Challenge |
Your task is to repeat the records exactly from the line containing "Where can you spot the upper" onward, through the final line.

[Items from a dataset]
**********

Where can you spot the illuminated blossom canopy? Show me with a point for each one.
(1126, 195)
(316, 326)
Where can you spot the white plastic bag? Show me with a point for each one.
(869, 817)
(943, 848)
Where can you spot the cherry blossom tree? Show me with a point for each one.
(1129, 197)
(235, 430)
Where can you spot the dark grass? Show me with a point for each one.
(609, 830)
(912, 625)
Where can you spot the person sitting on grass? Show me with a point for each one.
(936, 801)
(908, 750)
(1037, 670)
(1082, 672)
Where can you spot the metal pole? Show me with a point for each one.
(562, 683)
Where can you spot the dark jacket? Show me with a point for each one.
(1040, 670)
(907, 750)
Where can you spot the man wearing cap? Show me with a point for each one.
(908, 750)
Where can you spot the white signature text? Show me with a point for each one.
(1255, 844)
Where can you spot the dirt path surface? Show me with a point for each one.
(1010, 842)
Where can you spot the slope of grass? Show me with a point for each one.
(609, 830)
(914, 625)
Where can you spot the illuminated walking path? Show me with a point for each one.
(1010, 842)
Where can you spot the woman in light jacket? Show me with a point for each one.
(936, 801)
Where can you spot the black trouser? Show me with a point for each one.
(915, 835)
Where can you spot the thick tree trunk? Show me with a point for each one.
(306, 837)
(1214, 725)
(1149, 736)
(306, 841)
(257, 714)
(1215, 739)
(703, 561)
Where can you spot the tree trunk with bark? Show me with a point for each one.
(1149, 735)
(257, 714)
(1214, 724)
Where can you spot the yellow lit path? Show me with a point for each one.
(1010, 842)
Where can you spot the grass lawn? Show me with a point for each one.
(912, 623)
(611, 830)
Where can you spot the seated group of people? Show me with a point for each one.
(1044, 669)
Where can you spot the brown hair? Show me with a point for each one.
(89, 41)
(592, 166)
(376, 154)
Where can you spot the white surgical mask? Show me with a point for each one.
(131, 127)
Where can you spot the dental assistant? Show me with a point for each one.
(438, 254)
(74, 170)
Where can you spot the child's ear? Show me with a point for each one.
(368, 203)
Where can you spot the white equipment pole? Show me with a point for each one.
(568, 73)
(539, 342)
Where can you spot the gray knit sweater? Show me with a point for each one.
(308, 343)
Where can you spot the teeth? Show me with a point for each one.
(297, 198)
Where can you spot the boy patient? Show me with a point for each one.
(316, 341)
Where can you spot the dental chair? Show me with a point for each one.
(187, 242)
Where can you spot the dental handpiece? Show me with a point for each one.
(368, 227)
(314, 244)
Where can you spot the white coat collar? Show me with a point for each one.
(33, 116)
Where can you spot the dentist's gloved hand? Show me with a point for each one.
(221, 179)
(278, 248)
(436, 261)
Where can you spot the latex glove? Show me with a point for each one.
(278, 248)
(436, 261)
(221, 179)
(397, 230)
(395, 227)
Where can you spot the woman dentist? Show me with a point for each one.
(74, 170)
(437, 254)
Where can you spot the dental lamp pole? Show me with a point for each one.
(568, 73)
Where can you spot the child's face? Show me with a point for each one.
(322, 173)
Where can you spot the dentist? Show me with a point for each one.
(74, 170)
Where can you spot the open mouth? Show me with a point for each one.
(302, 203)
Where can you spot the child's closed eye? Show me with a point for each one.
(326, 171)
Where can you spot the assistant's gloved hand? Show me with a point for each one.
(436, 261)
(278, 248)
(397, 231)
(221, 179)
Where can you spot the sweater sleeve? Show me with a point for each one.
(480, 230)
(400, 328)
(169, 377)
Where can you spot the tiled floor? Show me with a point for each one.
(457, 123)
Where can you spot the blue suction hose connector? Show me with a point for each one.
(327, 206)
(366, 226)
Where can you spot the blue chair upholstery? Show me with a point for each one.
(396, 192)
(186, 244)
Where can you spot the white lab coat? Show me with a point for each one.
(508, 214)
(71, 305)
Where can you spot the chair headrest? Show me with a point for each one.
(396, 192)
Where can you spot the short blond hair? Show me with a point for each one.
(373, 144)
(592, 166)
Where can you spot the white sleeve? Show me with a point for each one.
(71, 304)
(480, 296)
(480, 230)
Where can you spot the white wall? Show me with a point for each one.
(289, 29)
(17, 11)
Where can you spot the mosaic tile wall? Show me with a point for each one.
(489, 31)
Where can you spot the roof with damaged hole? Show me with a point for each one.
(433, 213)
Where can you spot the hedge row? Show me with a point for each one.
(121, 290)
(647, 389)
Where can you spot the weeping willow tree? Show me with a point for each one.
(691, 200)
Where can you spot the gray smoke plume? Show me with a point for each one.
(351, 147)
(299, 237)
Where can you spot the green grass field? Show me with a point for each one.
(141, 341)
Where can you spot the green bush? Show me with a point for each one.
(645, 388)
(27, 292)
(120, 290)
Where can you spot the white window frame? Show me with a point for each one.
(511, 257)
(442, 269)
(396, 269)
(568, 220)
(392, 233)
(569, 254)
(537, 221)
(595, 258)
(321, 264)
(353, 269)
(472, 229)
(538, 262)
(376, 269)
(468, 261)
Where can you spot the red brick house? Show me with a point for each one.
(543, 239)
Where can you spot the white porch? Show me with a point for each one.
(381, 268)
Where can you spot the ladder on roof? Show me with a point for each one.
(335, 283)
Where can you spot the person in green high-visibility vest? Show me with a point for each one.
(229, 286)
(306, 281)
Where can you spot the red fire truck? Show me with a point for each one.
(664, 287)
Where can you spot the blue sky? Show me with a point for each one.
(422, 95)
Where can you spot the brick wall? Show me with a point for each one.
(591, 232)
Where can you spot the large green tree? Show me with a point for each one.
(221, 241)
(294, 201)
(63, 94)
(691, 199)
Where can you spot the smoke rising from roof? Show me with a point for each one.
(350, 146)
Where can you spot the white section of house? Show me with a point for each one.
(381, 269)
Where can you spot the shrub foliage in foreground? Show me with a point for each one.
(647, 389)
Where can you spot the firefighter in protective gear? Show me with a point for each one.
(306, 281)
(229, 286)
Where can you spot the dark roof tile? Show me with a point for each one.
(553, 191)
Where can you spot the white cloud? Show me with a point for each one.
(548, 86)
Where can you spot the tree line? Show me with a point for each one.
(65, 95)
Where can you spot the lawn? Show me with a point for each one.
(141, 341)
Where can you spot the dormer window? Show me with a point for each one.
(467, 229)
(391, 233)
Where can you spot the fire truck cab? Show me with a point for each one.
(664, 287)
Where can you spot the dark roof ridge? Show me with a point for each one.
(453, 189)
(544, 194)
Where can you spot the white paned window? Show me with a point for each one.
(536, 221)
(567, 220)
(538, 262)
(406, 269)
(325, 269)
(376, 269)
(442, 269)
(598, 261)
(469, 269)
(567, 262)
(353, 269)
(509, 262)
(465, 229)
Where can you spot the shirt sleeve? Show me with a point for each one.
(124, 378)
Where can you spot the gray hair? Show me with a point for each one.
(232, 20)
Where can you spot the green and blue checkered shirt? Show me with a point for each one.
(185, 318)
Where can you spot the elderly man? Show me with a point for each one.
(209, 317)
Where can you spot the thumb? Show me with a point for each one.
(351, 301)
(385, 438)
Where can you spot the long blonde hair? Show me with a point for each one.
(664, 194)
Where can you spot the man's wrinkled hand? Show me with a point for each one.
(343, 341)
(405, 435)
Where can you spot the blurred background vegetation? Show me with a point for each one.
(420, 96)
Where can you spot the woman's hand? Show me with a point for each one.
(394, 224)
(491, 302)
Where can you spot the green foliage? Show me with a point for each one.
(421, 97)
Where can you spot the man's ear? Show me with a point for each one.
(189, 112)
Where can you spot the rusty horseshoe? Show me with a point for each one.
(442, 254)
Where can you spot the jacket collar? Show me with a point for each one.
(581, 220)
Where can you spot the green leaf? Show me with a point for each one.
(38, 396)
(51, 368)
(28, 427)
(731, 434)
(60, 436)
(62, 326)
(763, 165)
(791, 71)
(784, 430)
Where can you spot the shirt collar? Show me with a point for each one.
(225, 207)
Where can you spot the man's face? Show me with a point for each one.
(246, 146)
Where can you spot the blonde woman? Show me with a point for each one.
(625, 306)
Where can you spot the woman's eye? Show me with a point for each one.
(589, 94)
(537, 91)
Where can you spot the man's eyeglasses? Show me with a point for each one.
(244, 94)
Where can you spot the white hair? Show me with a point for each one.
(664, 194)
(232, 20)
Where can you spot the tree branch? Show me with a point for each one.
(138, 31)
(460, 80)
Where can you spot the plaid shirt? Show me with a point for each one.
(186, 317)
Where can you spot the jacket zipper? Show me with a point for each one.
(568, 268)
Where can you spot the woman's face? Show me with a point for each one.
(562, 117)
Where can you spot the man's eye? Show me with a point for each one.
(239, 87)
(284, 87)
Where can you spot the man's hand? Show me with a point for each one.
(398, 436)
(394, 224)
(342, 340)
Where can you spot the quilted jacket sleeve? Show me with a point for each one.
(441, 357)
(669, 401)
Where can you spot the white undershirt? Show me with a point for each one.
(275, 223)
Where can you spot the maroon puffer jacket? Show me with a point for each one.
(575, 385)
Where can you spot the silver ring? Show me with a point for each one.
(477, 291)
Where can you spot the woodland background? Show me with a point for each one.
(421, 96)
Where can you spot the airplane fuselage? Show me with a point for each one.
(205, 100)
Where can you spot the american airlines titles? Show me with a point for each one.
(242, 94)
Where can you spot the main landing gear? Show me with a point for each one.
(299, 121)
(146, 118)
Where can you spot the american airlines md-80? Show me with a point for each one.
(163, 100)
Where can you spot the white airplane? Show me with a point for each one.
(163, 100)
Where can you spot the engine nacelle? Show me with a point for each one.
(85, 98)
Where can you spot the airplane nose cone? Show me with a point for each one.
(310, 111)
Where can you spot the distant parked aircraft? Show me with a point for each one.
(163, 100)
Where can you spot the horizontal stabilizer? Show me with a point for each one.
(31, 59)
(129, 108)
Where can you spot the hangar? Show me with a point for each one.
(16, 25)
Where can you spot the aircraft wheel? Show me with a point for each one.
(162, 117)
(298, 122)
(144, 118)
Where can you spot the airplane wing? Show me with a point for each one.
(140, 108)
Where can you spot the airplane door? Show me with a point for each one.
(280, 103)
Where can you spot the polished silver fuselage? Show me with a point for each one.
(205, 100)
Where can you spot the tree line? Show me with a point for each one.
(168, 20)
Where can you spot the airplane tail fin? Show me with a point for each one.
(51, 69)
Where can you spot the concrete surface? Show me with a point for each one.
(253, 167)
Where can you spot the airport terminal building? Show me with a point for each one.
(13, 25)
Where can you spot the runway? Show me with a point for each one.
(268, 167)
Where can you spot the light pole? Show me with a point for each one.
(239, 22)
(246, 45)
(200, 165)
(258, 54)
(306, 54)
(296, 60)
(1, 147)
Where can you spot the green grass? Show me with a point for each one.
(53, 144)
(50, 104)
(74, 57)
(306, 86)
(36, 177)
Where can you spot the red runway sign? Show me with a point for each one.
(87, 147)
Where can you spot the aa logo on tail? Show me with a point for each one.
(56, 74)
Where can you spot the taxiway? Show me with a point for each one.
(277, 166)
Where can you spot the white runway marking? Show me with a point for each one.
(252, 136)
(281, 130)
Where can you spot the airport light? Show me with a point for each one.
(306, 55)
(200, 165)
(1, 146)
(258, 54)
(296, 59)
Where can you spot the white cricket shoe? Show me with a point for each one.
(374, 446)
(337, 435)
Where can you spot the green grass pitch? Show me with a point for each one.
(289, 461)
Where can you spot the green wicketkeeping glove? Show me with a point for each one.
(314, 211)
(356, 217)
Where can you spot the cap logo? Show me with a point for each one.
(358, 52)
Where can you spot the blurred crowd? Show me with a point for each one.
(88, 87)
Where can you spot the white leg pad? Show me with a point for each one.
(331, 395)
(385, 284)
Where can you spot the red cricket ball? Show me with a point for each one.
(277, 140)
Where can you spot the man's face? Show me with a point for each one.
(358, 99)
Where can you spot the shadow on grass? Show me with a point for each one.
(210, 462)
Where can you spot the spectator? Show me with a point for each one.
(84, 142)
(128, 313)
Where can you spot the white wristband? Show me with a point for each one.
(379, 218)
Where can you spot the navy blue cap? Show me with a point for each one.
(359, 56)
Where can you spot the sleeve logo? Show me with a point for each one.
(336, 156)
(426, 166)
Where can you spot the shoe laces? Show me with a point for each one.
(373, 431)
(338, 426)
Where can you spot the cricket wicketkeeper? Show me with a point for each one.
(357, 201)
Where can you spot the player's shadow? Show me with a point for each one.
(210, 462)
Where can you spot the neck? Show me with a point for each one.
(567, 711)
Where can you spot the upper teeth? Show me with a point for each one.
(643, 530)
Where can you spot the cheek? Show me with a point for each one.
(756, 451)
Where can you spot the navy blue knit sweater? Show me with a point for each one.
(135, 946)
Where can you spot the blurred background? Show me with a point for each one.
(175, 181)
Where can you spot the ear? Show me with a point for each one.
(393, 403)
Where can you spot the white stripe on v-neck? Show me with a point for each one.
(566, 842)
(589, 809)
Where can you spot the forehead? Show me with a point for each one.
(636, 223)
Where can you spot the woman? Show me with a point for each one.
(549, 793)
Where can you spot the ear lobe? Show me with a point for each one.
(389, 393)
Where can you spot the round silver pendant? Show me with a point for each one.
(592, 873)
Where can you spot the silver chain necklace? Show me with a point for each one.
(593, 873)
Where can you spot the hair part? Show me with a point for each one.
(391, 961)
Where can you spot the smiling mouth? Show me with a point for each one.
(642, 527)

**********

Result of the exercise |
Where can you spot the upper teeth? Show me with a point for each one.
(643, 530)
Where can you spot the cheek? Show me with a point for each one.
(756, 451)
Where can you spot the navy blue knit sweater? Show me with a point for each one.
(135, 946)
Where can you spot the blurred background? Show me with a point for each one.
(175, 181)
Where can you spot the ear? Show me with a point for each one.
(393, 403)
Where can you spot the white stripe on v-neck? Show me with a point for each one.
(566, 842)
(589, 809)
Where can you spot the forehead? Show me with a point for each one.
(636, 223)
Where can you spot the woman? Show me with a point for each one.
(549, 793)
Where can you spot the ear lobe? Show me with a point for each one.
(389, 393)
Where can you spot the round silver pendant? Show me with a point for each one.
(592, 873)
Where can you spot the silver chain necklace? Show me with a point for each one.
(593, 873)
Where can you spot the hair part? Show me with a point for each one.
(391, 961)
Where can you spot the smiling mouth? Show me with a point for each one.
(642, 527)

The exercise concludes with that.